◆ TASK DETAILS: The required output is the complete data, repeated without alteration.

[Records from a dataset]
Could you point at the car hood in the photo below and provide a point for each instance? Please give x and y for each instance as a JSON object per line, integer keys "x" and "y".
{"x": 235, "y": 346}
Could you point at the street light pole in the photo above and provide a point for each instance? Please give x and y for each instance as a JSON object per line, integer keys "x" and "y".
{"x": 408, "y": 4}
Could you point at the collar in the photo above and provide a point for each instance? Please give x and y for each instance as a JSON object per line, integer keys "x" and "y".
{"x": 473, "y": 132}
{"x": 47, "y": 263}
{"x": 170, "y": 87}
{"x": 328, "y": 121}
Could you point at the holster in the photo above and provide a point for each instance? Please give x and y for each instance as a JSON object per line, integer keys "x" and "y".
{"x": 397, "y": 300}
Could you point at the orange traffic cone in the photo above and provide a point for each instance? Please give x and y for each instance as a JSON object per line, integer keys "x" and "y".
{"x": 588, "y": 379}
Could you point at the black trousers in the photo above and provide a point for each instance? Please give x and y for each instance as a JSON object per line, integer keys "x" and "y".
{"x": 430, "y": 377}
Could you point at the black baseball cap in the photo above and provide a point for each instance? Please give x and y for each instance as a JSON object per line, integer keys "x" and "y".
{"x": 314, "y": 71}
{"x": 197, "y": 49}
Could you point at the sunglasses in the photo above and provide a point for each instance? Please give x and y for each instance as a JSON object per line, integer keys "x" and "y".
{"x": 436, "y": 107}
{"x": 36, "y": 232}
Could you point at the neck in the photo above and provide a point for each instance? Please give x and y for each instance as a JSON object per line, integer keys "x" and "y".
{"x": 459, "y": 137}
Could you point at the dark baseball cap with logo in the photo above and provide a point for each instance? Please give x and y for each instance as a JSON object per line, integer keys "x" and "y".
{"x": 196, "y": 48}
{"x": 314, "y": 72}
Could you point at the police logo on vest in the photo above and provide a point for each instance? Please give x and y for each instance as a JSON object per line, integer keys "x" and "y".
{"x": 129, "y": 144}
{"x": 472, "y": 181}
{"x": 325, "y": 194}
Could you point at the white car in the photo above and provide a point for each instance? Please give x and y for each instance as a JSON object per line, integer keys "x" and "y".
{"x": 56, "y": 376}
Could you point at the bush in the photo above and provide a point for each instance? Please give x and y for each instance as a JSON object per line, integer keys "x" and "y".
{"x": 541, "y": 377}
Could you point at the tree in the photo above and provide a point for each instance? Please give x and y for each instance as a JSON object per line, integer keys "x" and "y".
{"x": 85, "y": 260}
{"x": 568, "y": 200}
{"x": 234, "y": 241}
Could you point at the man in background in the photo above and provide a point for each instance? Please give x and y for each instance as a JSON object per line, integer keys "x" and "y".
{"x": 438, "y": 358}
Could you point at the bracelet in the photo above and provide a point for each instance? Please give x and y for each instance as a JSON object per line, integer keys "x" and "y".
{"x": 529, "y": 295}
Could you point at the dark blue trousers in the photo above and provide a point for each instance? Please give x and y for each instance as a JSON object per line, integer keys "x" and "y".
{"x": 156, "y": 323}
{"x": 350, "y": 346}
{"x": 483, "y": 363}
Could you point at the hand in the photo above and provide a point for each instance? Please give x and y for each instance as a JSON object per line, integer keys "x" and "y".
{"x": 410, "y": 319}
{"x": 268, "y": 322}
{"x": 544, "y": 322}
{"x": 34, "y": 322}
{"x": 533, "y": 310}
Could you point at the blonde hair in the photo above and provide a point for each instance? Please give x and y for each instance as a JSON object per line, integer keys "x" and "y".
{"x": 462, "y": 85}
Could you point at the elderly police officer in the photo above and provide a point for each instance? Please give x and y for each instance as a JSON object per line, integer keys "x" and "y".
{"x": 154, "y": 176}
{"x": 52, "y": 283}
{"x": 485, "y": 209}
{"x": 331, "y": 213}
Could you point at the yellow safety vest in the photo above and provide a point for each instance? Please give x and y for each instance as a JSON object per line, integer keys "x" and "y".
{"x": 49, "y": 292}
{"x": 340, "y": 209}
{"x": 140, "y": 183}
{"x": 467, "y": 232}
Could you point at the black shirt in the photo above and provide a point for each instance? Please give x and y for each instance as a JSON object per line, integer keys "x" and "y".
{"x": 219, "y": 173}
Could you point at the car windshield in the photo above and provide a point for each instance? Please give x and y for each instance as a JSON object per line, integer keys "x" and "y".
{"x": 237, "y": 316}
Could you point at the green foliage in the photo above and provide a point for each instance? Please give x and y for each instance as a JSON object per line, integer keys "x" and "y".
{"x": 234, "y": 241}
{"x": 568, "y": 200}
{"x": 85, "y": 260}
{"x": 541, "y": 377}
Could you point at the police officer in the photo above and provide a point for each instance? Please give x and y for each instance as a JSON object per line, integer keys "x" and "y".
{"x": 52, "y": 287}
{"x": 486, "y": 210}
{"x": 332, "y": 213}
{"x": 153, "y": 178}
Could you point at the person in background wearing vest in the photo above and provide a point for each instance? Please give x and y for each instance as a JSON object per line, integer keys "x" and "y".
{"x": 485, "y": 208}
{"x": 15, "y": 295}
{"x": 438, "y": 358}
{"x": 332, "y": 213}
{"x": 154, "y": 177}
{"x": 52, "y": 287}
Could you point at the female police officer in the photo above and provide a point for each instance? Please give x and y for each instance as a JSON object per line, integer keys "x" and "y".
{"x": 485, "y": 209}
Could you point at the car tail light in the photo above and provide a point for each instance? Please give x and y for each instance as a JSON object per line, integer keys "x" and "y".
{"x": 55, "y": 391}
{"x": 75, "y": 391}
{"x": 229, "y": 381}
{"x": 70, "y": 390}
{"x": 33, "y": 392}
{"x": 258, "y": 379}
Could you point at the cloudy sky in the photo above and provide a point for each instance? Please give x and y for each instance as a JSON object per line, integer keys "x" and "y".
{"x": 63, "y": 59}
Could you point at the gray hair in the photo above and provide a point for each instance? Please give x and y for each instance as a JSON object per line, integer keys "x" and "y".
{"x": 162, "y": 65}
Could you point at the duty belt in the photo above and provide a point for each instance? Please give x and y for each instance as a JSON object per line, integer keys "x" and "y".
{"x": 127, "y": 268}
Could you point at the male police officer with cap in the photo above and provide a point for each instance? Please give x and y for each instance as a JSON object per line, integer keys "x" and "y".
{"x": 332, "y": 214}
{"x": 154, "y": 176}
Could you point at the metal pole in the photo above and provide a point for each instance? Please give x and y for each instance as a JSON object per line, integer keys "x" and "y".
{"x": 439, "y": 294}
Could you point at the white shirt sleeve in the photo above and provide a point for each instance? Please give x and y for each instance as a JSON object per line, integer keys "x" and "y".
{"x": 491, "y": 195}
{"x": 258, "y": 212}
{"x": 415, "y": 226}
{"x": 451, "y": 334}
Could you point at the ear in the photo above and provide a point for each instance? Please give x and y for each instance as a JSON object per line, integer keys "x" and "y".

◆ SOLUTION FOR THIS EXERCISE:
Could you point at the car hood in the photo below and provide a point for each instance? Please give x and y for each instance as a JSON object per line, integer keys "x" and "y".
{"x": 235, "y": 346}
Could you point at the street light pole in the photo above and provide a point for each instance? Please give x and y for each instance as a JSON object per line, integer keys "x" and "y".
{"x": 408, "y": 4}
Could you point at the collar in the photo above and provide a point for each instance? Please give x and y for each instance as a JSON object per line, integer keys "x" and "y".
{"x": 473, "y": 132}
{"x": 47, "y": 263}
{"x": 170, "y": 87}
{"x": 328, "y": 121}
Could you point at the holster in the photo above and provide a point for each instance? Please give x and y for each instance as a JSON object per line, integer keys "x" and "y".
{"x": 397, "y": 300}
Could you point at the orange traffic cone in the photo above and provide a point for each instance? Please give x and y for each instance as a JSON object per line, integer keys "x" and "y".
{"x": 588, "y": 379}
Could you point at the black trousers in the photo above and provide a point for each instance? Please give x and y for each instance as a JSON object per line, integer keys "x" and "y".
{"x": 430, "y": 377}
Could you point at the black baseball cap in the photo above and provide a point for each instance? Please give x and y for each instance as a JSON object per line, integer keys "x" and "y".
{"x": 314, "y": 71}
{"x": 197, "y": 49}
Could you point at the sunglasses in the photo above and provide a point for each instance? Please give x and y for each instance as a JSON object per line, integer keys "x" and "y".
{"x": 436, "y": 107}
{"x": 36, "y": 232}
Could you point at the neck in the photo above and provide a point for each instance? Please give x and y for each instance as a JSON object per line, integer keys "x" and "y".
{"x": 459, "y": 137}
Could you point at the dark baseball cap with logo in the photo above and provide a point for each instance? Please give x and y for each instance as a JSON object per line, integer keys "x" and "y".
{"x": 196, "y": 48}
{"x": 314, "y": 72}
Could you point at the police logo on vest in the photo above and provide a point for each instance? Please give x and y for each instance as a JSON object per line, integer keys "x" and "y".
{"x": 129, "y": 144}
{"x": 472, "y": 181}
{"x": 325, "y": 194}
Could you point at the white car in the photo above and provide a point for each instance? Please give x and y for each instance as a JSON object per line, integer keys "x" and "y".
{"x": 56, "y": 376}
Could you point at the bush in the photo above and provide a point for each instance? Please give x and y for each instance as a JSON object per line, integer keys "x" and "y".
{"x": 541, "y": 377}
Could you point at the tree in the photo above and provide a point for each instance? Please give x and y for each instance as a JSON object per line, integer keys "x" and "y".
{"x": 85, "y": 260}
{"x": 568, "y": 200}
{"x": 234, "y": 241}
Could you point at the man in background in the photo above and provide a point for each instance? Please give x and y for each instance as a JSON object per line, integer keys "x" and "y".
{"x": 438, "y": 358}
Could you point at the bracelet in the photo above and provide a point for each instance? Please give x and y for each instance as a JSON object per line, integer keys "x" and "y".
{"x": 529, "y": 295}
Could you point at the dark blue trousers in the photo above and provide a point for each instance? Please give x and y for each instance as a JSON object per line, integer keys "x" and "y".
{"x": 156, "y": 323}
{"x": 350, "y": 346}
{"x": 483, "y": 363}
Could you point at the hand in the photo above and provide a point for each instance? Please give x and y for each instance as a JSON object per line, integer keys "x" and "y".
{"x": 410, "y": 319}
{"x": 268, "y": 322}
{"x": 544, "y": 322}
{"x": 34, "y": 322}
{"x": 533, "y": 310}
Could you point at the blonde hair in the photo above and provide a point for each instance? Please give x and y for each instance as a JSON object per line, integer keys "x" and "y".
{"x": 462, "y": 85}
Could you point at the elderly police officer in the photo above and provide a point for each instance? Please give x and y for each instance as a JSON object per line, integer keys "x" and "y".
{"x": 154, "y": 176}
{"x": 52, "y": 283}
{"x": 485, "y": 209}
{"x": 331, "y": 213}
Could you point at the yellow safety vest in the photo above and provide a point for each instance? Please give x and y for each instance as a JSON object per line, integer keys "x" and "y".
{"x": 49, "y": 292}
{"x": 340, "y": 209}
{"x": 140, "y": 183}
{"x": 467, "y": 232}
Could you point at the black shirt in the photo above and provide a point for each instance? Please give x and y for each instance as a JSON object per line, integer keys "x" and "y".
{"x": 219, "y": 173}
Could you point at the car windshield in the photo above and provide a point for each instance? Please give x and y for each instance as a JSON object per line, integer keys "x" and "y".
{"x": 237, "y": 316}
Could you point at the green foliage in the photo above and provide a point for each instance? Please give x and y for each instance as a JSON object per line, integer keys "x" and "y".
{"x": 234, "y": 241}
{"x": 568, "y": 200}
{"x": 85, "y": 260}
{"x": 541, "y": 377}
Could you point at the police officer in the photo above and provide a point for each instance? Please give x and y for each instance as a JSON object per line, integer keys "x" and "y".
{"x": 52, "y": 287}
{"x": 486, "y": 210}
{"x": 332, "y": 213}
{"x": 153, "y": 178}
Could you point at the person in background wearing vest in the photo above and provide a point for each instance? Please give x and y for each instance as a JSON object per line, integer keys "x" and "y".
{"x": 485, "y": 208}
{"x": 15, "y": 295}
{"x": 438, "y": 358}
{"x": 332, "y": 213}
{"x": 154, "y": 177}
{"x": 52, "y": 287}
Could you point at the female police officer in the photo above and provide a point for each instance? Please give x and y for each instance as a JSON object per line, integer keys "x" and "y".
{"x": 485, "y": 209}
Could you point at the car tail light in the photo above and provide a point for each instance? Please give x and y for each instance as a JSON object per line, integer keys "x" and "y".
{"x": 55, "y": 391}
{"x": 75, "y": 391}
{"x": 229, "y": 381}
{"x": 70, "y": 390}
{"x": 33, "y": 392}
{"x": 258, "y": 379}
Could you point at the cloudy sky in the photo above and provide a point for each instance? Please give x and y for each instance as a JSON object per line, integer keys "x" and "y".
{"x": 63, "y": 59}
Could you point at the gray hair in the photo above and provide a point for each instance? Please give x and y for each instance as a JSON object per line, integer keys "x" and "y".
{"x": 162, "y": 65}
Could you point at the duty belt in the photo above and provide a point for each instance? Please give x and y for each instance as a JSON object per line, integer keys "x" and "y".
{"x": 127, "y": 268}
Could you point at the male police officer with cap in the photo above and provide a point for each instance? Please give x and y for each instance as a JSON object per line, integer keys "x" and "y".
{"x": 332, "y": 214}
{"x": 154, "y": 176}
Could you point at the metal pole in the photo above and provide a point for each instance? Please give x and y for each instance as a JSON object per line, integer keys "x" and "y".
{"x": 439, "y": 294}
Could you point at the white shirt sleeve in the photo above and provide a point for each instance? Please give x and y for each instance as a JSON object per line, integer keys "x" and "y".
{"x": 491, "y": 195}
{"x": 258, "y": 212}
{"x": 415, "y": 226}
{"x": 451, "y": 334}
Could you point at the ear in the photo above and provide a point for each instance? Please give x and y for each instance as a JSON object per line, integer keys "x" and "y".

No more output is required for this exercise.